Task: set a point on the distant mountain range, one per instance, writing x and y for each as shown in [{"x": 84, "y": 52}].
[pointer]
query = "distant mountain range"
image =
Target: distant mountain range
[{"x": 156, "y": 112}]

__DIRECTION__.
Reproduce the data above line for line, without any changes.

__RESULT__.
Task: set a point on the distant mountain range, one per instance, writing x and y for each as shown in [{"x": 84, "y": 52}].
[pointer]
query = "distant mountain range"
image =
Target: distant mountain range
[{"x": 156, "y": 112}]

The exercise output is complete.